Exercise aim:
Can you rewrite the data, starting at its first line and stopping after the line that contains "(469, 131), (487, 141)", with "automated detector" swapped for "visual detector" and nothing else changed?

━━━━━━

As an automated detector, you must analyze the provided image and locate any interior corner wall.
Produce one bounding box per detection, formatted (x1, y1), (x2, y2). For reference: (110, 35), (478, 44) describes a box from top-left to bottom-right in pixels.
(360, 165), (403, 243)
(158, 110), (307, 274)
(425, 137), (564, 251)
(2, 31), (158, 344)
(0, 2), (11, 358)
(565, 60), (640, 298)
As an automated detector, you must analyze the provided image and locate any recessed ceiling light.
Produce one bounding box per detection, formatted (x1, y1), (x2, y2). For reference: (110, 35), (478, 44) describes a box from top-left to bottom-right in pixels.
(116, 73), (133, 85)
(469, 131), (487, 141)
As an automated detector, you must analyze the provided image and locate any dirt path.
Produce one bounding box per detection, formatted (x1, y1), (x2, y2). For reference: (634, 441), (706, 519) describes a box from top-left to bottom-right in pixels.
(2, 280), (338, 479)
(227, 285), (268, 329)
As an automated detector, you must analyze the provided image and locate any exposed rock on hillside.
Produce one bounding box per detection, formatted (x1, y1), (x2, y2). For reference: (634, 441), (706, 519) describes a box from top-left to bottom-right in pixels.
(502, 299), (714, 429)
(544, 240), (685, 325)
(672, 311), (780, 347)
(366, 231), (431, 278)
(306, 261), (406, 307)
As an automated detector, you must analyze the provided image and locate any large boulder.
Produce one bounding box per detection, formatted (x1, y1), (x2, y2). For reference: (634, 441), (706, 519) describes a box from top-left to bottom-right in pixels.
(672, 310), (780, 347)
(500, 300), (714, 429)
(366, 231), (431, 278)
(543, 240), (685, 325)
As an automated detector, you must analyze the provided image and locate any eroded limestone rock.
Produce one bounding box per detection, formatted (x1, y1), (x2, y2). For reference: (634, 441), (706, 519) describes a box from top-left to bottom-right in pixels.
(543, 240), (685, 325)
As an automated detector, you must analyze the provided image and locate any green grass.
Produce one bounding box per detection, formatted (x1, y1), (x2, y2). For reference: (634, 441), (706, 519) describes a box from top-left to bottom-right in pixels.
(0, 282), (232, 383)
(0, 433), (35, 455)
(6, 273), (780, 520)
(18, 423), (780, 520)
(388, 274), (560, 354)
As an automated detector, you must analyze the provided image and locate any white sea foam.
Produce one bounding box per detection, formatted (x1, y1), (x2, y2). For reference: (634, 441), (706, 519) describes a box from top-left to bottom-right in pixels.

━━━━━━

Task answer:
As an visual detector, you must analyze the provided image and locate any interior corner wall.
Produce one bounding box per detection, formatted (x1, y1), (x2, y2). For reference: (110, 35), (478, 44) describes a box from top-left to bottom-right in pixels.
(360, 165), (403, 243)
(158, 110), (307, 274)
(425, 137), (564, 251)
(2, 31), (158, 344)
(0, 2), (11, 358)
(565, 60), (640, 298)
As an visual detector, you must analyze the provided image and locate any recessed ceiling light.
Produce one bounding box per detection, formatted (x1, y1), (x2, y2). For reference: (110, 35), (478, 44) describes a box from top-left to bottom-right in pixels.
(116, 73), (133, 85)
(469, 131), (487, 141)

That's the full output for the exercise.